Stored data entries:
▼
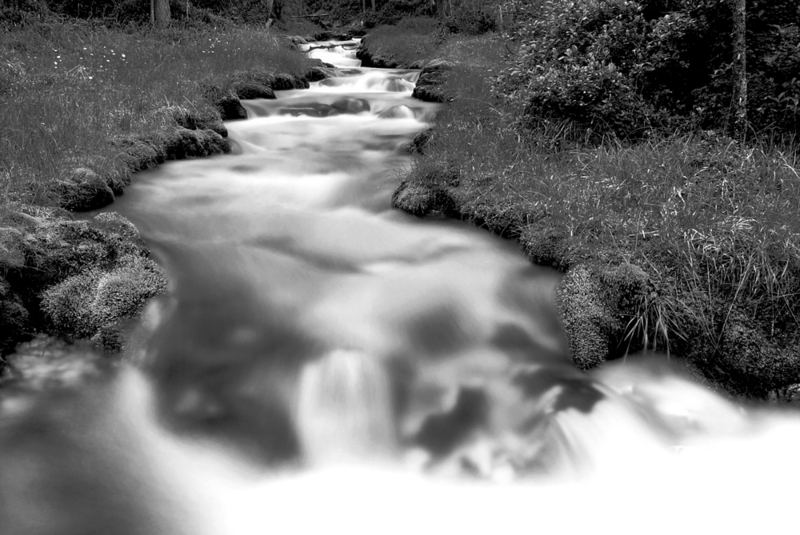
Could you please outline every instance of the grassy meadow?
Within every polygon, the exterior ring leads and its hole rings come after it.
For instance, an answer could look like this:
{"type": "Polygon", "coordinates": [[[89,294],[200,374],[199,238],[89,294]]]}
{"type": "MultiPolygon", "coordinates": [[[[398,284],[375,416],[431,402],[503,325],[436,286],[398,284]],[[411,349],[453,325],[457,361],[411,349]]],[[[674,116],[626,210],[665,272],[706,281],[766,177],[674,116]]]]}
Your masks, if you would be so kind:
{"type": "Polygon", "coordinates": [[[220,18],[154,30],[0,17],[0,376],[25,376],[5,355],[42,333],[116,354],[166,290],[130,222],[68,210],[109,204],[165,160],[228,151],[227,110],[307,84],[312,65],[265,26],[220,18]]]}
{"type": "Polygon", "coordinates": [[[209,86],[237,72],[302,74],[300,53],[263,28],[108,28],[31,20],[0,31],[0,210],[52,204],[76,167],[118,168],[114,141],[173,124],[168,107],[213,113],[209,86]]]}

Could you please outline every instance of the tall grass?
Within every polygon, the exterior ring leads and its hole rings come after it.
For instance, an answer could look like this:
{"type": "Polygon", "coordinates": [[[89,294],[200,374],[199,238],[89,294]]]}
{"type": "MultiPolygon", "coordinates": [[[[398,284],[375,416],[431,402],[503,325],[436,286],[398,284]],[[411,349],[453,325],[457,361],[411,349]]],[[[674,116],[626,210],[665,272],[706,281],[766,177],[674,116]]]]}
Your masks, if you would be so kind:
{"type": "Polygon", "coordinates": [[[653,291],[628,334],[645,346],[701,334],[713,349],[742,313],[767,332],[800,329],[796,145],[743,146],[710,132],[579,145],[566,123],[513,128],[513,110],[464,76],[456,69],[448,82],[456,98],[412,181],[449,189],[490,227],[512,219],[523,245],[557,236],[561,268],[641,266],[653,291]]]}
{"type": "Polygon", "coordinates": [[[158,129],[165,105],[202,111],[203,87],[235,71],[300,74],[306,59],[265,31],[123,31],[77,21],[0,28],[0,196],[48,203],[91,161],[113,167],[115,136],[158,129]]]}

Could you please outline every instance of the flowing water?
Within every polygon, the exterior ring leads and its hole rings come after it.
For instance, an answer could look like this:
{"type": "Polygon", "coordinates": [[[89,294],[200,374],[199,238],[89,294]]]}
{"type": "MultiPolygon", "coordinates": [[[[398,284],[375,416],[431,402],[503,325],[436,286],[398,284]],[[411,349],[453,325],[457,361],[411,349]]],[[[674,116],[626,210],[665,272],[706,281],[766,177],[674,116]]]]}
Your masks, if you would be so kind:
{"type": "Polygon", "coordinates": [[[356,44],[115,205],[170,295],[133,365],[0,436],[0,534],[793,529],[796,418],[663,358],[577,372],[556,273],[390,209],[436,107],[356,44]]]}

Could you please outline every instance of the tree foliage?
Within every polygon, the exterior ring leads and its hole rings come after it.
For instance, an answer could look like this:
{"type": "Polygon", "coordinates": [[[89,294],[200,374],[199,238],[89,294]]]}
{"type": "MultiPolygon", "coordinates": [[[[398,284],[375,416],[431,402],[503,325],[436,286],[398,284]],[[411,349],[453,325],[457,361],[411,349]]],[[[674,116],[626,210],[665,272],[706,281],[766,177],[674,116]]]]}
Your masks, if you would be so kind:
{"type": "MultiPolygon", "coordinates": [[[[730,0],[512,1],[519,45],[499,93],[528,123],[568,120],[637,137],[651,126],[725,128],[733,119],[730,0]]],[[[747,5],[752,128],[800,132],[800,5],[747,5]]]]}

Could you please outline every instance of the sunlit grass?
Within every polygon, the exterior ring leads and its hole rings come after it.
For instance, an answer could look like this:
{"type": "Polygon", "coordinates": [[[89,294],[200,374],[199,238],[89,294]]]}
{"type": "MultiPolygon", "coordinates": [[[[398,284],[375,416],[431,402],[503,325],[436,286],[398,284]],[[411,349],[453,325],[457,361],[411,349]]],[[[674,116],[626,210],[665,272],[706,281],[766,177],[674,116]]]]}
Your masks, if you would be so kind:
{"type": "Polygon", "coordinates": [[[84,22],[0,28],[0,195],[48,203],[69,169],[119,165],[115,137],[151,132],[167,105],[208,110],[204,87],[236,71],[302,73],[306,59],[259,29],[125,32],[84,22]]]}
▲
## Task item
Give back each line above exactly, with pictures dropped.

## Answer to this problem
Could you please outline every instance of the grassy meadow?
Within every polygon, the exterior ring leads and its hole rings come after it.
For instance, an answer could look like this:
{"type": "Polygon", "coordinates": [[[89,294],[200,374],[199,238],[89,294]]]}
{"type": "MultiPolygon", "coordinates": [[[[398,284],[375,416],[431,402],[503,325],[436,286],[398,284]],[[411,349],[453,325],[457,361],[411,349]]],[[[674,116],[626,210],[665,272],[706,281],[766,177],[674,116]]]]}
Your masks, if you would be so kind:
{"type": "Polygon", "coordinates": [[[220,18],[154,30],[0,17],[0,376],[25,376],[5,355],[42,333],[116,354],[166,290],[130,222],[68,210],[109,204],[165,160],[228,151],[227,110],[307,84],[312,65],[265,26],[220,18]]]}
{"type": "Polygon", "coordinates": [[[209,86],[237,72],[302,74],[300,53],[263,28],[108,28],[31,20],[0,31],[0,210],[52,204],[76,167],[118,168],[114,141],[173,124],[168,107],[213,113],[209,86]]]}

Could you please outline every instance of the tall grass?
Within every polygon, the exterior ring leads and its hole rings come after it.
For instance, an answer could look like this:
{"type": "Polygon", "coordinates": [[[89,294],[200,374],[199,238],[89,294]]]}
{"type": "MultiPolygon", "coordinates": [[[[398,284],[375,416],[431,402],[503,325],[436,286],[398,284]],[[411,349],[453,325],[457,361],[411,349]]],[[[674,116],[626,210],[665,272],[706,281],[766,177],[674,116]]]]}
Your masks, if you would be so kind:
{"type": "Polygon", "coordinates": [[[653,291],[628,334],[645,346],[701,334],[713,349],[742,313],[767,332],[800,329],[796,145],[743,146],[710,132],[579,145],[566,123],[513,128],[513,110],[464,76],[456,69],[448,82],[456,98],[412,181],[449,189],[490,227],[512,219],[523,245],[557,236],[561,268],[641,266],[653,291]]]}
{"type": "Polygon", "coordinates": [[[158,129],[165,105],[202,111],[203,87],[235,71],[300,74],[306,59],[265,31],[123,31],[77,21],[0,28],[0,196],[48,203],[91,161],[113,167],[115,136],[158,129]]]}

Could you please outline every instance of the flowing water?
Within every polygon, the exterior ring leads and its hole rings come after it.
For instance, an answer could look like this:
{"type": "Polygon", "coordinates": [[[89,294],[200,374],[199,238],[89,294]]]}
{"type": "MultiPolygon", "coordinates": [[[[398,284],[375,416],[431,402],[503,325],[436,286],[398,284]],[[411,349],[453,325],[457,361],[411,349]]],[[[674,116],[626,210],[665,272],[706,281],[766,177],[674,116]]]]}
Your masks, if you would be so kind:
{"type": "Polygon", "coordinates": [[[356,44],[115,205],[170,295],[133,365],[0,436],[0,534],[793,529],[796,418],[663,358],[577,372],[556,273],[390,209],[436,107],[356,44]]]}

Could you please outline every instance of the tree foliage?
Within every polygon, the exterior ring leads and its hole rings come after it.
For instance, an answer could look like this:
{"type": "Polygon", "coordinates": [[[89,294],[200,374],[199,238],[89,294]]]}
{"type": "MultiPolygon", "coordinates": [[[[398,284],[375,416],[431,402],[503,325],[436,286],[398,284]],[[411,349],[453,325],[457,361],[411,349]]],[[[674,116],[626,210],[665,272],[706,281],[766,177],[674,116]]]]}
Your masks, if you would be so kind:
{"type": "MultiPolygon", "coordinates": [[[[730,0],[512,1],[519,45],[499,93],[528,123],[568,120],[637,137],[651,126],[725,128],[733,119],[730,0]]],[[[747,5],[752,128],[800,132],[800,5],[747,5]]]]}

Could you please outline every instance of the sunlit grass?
Within every polygon, the exterior ring leads and its hole rings come after it.
For instance, an answer could look like this:
{"type": "Polygon", "coordinates": [[[89,294],[200,374],[199,238],[89,294]]]}
{"type": "MultiPolygon", "coordinates": [[[[398,284],[375,416],[431,402],[503,325],[436,286],[398,284]],[[411,349],[453,325],[457,361],[411,349]]],[[[674,116],[626,210],[665,272],[706,281],[766,177],[674,116]]]]}
Your masks, if you would be so kind:
{"type": "Polygon", "coordinates": [[[84,22],[0,28],[0,195],[48,203],[69,169],[119,165],[115,137],[151,132],[167,105],[208,110],[204,87],[236,71],[302,73],[306,59],[259,29],[125,32],[84,22]]]}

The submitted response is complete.